Regional geography books, including the sixteenth century cultural geography book, Augmented Survey of the Geography of Korea (1530), mention towers and pavilions along with public offices while discussing the natural characteristics of a region, as well as the people, family names, and regional products. The number of towers and pavilions noted in these books comes to about eight hundred. Studies on towers and pavilions indicate that the late sixteenth and seventeenth centuries saw the greatest increase in their number, with nationwide construction but mostly in the Gyeongsang and Jeolla provinces. The fact that the regional base of the scholar-officials was in these two provinces can be seen in the number of towers and pavilions constructed there. It is understood that the foundation of a society centered around scholar-officials was laid out through the fifteenth century after the establishment of the Joseon Dynasty in 1392, based on which the culture of scholar-officials, centering around towers and pavilions, flourished in the sixteenth and seventeenth centuries. Just as European salon culture blossomed during the eighteenth century, the tower-and-pavilion culture came into bloom in fifteenth century Joseon.

:: RECORDS SUPPLIED ::

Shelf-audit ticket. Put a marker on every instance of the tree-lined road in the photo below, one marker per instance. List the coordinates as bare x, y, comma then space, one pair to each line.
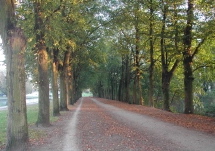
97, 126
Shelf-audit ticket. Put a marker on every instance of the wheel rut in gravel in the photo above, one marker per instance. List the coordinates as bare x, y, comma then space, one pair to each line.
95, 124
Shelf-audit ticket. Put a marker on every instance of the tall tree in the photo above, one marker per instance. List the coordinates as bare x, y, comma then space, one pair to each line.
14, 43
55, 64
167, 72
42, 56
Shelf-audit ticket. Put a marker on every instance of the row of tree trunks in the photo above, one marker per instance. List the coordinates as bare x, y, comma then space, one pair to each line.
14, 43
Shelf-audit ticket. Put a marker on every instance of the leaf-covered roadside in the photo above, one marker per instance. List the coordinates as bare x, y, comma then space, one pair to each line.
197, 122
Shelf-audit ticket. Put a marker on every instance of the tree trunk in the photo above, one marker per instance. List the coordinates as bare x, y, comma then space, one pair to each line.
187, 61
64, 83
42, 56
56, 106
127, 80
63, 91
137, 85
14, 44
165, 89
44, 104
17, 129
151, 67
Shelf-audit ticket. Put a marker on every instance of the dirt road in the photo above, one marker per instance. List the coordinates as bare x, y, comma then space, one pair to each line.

...

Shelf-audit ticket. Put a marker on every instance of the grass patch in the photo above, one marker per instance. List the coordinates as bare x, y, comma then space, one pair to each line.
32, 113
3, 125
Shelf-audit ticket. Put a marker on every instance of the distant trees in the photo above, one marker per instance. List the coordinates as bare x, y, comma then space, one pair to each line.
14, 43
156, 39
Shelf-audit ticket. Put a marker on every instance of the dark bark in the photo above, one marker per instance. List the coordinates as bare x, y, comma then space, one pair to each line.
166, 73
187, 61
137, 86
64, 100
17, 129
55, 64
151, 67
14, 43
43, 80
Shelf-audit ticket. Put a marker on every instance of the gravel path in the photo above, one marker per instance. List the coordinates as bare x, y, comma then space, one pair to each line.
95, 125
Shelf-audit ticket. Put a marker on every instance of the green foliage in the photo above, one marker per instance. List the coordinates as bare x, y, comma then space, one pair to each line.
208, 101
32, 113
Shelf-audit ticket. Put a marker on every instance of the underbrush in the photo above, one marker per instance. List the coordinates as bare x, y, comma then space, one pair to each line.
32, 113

:: STATED EXERCISE ::
Using the excerpt on Korean towers and pavilions, answer:
(a) In what year was the Augmented Survey of the Geography of Korea produced?
(b) About how many towers and pavilions do the regional geography books note?
(c) In which two provinces were most towers and pavilions built?

:: WRITTEN ANSWER ::
(a) 1530
(b) About eight hundred
(c) Gyeongsang and Jeolla